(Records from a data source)
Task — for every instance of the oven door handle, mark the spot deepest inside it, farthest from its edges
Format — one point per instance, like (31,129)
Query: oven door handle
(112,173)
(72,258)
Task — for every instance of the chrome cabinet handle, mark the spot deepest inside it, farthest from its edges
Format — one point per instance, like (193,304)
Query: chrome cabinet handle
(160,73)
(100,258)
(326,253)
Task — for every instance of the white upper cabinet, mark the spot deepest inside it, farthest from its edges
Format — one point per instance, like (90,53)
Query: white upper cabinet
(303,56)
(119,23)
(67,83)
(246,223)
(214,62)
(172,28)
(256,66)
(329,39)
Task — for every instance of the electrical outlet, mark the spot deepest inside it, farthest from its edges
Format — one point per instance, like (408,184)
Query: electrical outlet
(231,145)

» EXERCISE OBJECTIVE:
Reproduce the entries exactly, dropping nothing.

» OUTPUT OF THE EXERCISE:
Task — for every instance of the oven door handle, mark the spot deepest inside it, farthest from its edges
Format — one point per instance, like (31,129)
Query: oven door handle
(112,173)
(72,258)
Task — for every instance of the chrome cabinet handle, mark the spot deepest inside it, farthest from its edges
Format — one point per instance, like (193,304)
Query: chrome cabinet handle
(160,73)
(100,258)
(326,253)
Task — for every instance of the white upper cabinet, mark the spot deepest inside it, farthest from its edges
Format — one point per instance, like (90,53)
Query: white upper cabinet
(303,56)
(119,23)
(67,83)
(246,223)
(214,62)
(172,28)
(256,66)
(329,39)
Task — for every instance of the electrical outlet, mark the spot deepest inside it, farthest from its edges
Format — one point per instance, like (408,184)
Query: electrical outlet
(231,145)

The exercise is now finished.